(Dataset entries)

..........

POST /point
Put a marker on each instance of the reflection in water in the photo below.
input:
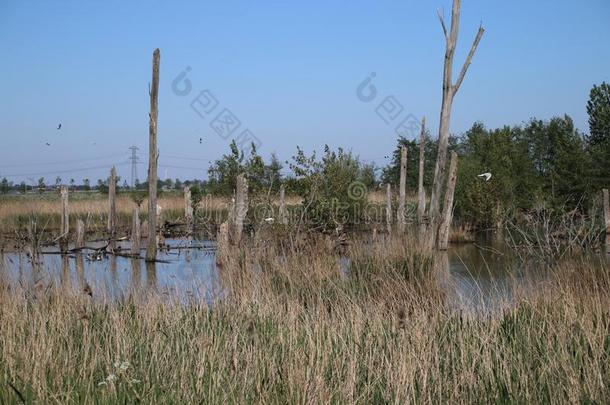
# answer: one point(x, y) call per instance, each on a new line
point(473, 276)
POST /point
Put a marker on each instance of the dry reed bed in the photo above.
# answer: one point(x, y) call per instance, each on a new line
point(293, 329)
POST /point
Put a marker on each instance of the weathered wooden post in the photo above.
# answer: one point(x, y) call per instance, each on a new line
point(153, 155)
point(445, 227)
point(65, 213)
point(65, 216)
point(402, 193)
point(421, 192)
point(112, 203)
point(283, 214)
point(449, 91)
point(388, 208)
point(135, 231)
point(240, 208)
point(188, 209)
point(222, 242)
point(607, 218)
point(80, 234)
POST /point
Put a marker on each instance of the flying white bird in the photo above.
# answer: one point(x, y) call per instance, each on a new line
point(486, 175)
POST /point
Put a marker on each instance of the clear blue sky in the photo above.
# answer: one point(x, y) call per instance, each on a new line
point(288, 70)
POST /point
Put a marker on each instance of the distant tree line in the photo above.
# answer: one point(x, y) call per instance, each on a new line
point(548, 164)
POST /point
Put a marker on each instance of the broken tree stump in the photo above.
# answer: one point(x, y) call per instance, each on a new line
point(402, 192)
point(188, 210)
point(240, 208)
point(80, 234)
point(153, 156)
point(445, 227)
point(135, 231)
point(388, 208)
point(283, 214)
point(607, 218)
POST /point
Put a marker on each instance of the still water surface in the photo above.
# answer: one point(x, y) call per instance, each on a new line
point(480, 276)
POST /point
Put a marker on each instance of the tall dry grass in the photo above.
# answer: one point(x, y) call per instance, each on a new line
point(293, 328)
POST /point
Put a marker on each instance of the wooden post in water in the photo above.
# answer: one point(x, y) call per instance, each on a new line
point(112, 203)
point(188, 210)
point(388, 208)
point(65, 216)
point(65, 213)
point(402, 193)
point(135, 231)
point(283, 213)
point(80, 234)
point(607, 218)
point(153, 156)
point(445, 227)
point(421, 192)
point(222, 242)
point(240, 208)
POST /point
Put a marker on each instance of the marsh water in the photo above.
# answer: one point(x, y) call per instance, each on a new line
point(476, 276)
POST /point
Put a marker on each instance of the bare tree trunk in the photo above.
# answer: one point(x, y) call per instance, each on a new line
point(388, 208)
point(65, 219)
point(607, 218)
point(240, 208)
point(188, 210)
point(65, 211)
point(80, 234)
point(135, 231)
point(282, 213)
point(449, 91)
point(402, 193)
point(112, 203)
point(421, 193)
point(153, 155)
point(443, 233)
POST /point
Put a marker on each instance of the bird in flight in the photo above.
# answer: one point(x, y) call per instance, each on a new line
point(486, 175)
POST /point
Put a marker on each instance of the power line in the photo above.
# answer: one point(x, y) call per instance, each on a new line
point(62, 162)
point(83, 169)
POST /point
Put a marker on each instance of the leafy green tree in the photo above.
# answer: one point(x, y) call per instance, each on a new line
point(598, 109)
point(558, 153)
point(513, 184)
point(223, 172)
point(391, 173)
point(331, 187)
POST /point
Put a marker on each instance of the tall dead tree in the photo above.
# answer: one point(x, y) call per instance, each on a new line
point(283, 214)
point(421, 192)
point(445, 226)
point(607, 218)
point(135, 231)
point(240, 208)
point(449, 91)
point(402, 192)
point(188, 209)
point(65, 219)
point(153, 156)
point(112, 203)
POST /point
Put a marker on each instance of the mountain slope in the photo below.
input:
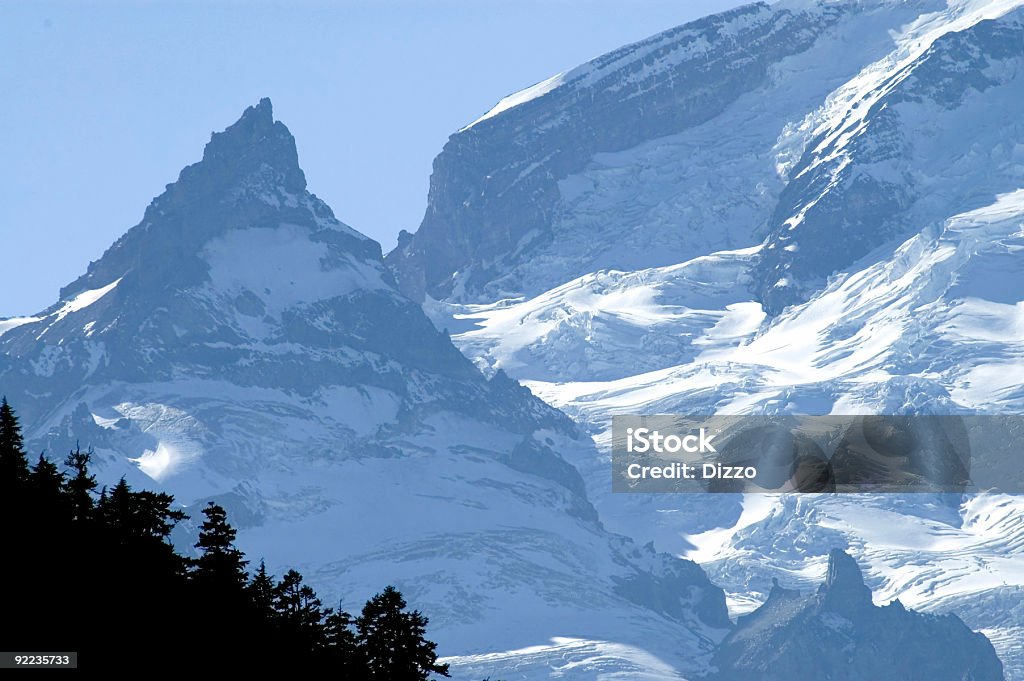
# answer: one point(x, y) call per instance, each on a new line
point(241, 344)
point(839, 633)
point(897, 164)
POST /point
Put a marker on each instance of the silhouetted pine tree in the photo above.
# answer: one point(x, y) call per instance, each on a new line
point(98, 573)
point(220, 565)
point(81, 484)
point(394, 641)
point(13, 464)
point(299, 612)
point(260, 590)
point(342, 645)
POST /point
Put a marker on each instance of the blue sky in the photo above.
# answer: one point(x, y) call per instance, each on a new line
point(103, 102)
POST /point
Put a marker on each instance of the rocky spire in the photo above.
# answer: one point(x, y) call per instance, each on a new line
point(844, 585)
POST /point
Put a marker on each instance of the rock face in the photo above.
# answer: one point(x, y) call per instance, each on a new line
point(241, 344)
point(842, 236)
point(497, 192)
point(837, 633)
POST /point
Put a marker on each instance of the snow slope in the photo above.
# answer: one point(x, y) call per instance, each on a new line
point(243, 345)
point(846, 237)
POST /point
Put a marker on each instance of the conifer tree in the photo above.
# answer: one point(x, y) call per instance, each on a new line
point(46, 485)
point(13, 464)
point(81, 483)
point(393, 641)
point(220, 563)
point(342, 644)
point(261, 590)
point(299, 611)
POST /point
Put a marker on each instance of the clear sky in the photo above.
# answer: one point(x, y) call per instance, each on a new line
point(103, 102)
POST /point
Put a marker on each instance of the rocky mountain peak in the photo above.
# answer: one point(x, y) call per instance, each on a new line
point(253, 144)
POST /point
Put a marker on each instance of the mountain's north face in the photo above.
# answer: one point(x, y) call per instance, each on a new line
point(810, 206)
point(243, 345)
point(803, 207)
point(837, 632)
point(800, 127)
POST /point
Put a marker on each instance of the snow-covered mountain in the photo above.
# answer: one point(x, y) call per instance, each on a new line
point(243, 345)
point(837, 632)
point(834, 223)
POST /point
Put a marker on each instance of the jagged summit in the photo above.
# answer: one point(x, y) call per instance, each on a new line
point(250, 145)
point(844, 581)
point(839, 633)
point(249, 177)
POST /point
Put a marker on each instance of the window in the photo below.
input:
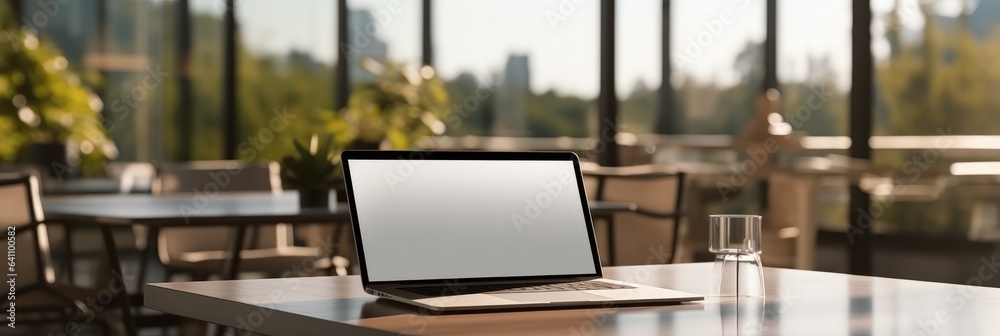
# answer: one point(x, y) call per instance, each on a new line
point(286, 55)
point(534, 64)
point(638, 66)
point(206, 81)
point(718, 60)
point(936, 80)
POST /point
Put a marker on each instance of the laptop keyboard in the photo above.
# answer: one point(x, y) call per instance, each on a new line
point(510, 288)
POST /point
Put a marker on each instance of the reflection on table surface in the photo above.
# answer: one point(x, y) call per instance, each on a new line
point(797, 303)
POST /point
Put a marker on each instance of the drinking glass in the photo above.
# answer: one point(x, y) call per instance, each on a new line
point(735, 240)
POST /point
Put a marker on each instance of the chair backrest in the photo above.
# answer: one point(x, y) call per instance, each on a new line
point(226, 176)
point(22, 215)
point(131, 174)
point(658, 193)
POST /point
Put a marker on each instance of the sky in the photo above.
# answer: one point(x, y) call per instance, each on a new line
point(561, 37)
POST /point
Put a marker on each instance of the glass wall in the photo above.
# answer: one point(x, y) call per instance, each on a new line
point(638, 68)
point(717, 61)
point(286, 57)
point(519, 68)
point(936, 83)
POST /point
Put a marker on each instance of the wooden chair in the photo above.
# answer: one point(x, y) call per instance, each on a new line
point(658, 193)
point(203, 251)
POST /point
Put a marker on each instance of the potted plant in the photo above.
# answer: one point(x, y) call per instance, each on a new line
point(314, 172)
point(395, 111)
point(46, 112)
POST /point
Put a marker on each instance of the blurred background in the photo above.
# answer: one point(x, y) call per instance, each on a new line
point(871, 142)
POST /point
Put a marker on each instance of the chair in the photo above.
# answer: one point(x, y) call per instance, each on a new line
point(203, 251)
point(40, 299)
point(131, 176)
point(658, 193)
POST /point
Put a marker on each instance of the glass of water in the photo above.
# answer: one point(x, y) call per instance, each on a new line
point(735, 241)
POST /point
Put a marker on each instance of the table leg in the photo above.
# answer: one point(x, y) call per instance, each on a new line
point(611, 241)
point(334, 247)
point(146, 253)
point(67, 228)
point(116, 267)
point(233, 263)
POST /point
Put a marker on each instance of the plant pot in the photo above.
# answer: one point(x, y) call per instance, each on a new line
point(52, 156)
point(314, 198)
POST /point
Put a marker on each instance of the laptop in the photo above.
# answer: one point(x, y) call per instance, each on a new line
point(460, 231)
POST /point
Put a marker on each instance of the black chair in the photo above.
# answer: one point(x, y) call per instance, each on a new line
point(658, 193)
point(39, 298)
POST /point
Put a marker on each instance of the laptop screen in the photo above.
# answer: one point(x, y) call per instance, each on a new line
point(460, 219)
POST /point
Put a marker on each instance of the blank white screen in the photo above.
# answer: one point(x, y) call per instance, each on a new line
point(451, 219)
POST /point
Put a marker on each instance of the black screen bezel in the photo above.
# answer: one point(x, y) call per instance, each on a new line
point(349, 155)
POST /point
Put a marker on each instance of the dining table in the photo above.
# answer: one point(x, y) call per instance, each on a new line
point(239, 210)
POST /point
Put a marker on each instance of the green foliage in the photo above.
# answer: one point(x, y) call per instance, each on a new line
point(316, 167)
point(399, 108)
point(43, 101)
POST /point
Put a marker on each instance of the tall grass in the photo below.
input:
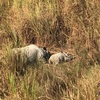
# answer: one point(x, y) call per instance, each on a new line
point(68, 25)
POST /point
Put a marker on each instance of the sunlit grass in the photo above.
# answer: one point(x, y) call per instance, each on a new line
point(69, 25)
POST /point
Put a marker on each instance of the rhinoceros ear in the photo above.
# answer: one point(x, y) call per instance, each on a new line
point(44, 48)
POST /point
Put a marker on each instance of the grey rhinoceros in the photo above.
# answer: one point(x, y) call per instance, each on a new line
point(32, 53)
point(60, 57)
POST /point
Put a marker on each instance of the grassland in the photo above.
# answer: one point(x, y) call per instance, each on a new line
point(69, 25)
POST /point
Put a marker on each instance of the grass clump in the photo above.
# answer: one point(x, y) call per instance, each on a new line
point(67, 25)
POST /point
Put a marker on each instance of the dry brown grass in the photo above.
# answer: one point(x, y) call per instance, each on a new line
point(60, 25)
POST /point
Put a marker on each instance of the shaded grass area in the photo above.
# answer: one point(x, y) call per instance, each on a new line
point(60, 25)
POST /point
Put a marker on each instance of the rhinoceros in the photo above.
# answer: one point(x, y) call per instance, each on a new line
point(60, 57)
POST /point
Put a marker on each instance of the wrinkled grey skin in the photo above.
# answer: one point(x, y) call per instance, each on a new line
point(32, 53)
point(60, 58)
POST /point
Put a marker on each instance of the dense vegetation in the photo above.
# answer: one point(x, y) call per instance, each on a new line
point(68, 25)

..........

• _Work to complete_:
What belongs in the answer is each line of the data that has the word "grey".

• _Response to the task_:
Put a marker on each instance of the grey rhinoceros in the photo above.
Put a marker on each instance of the wrinkled grey skin in the photo above.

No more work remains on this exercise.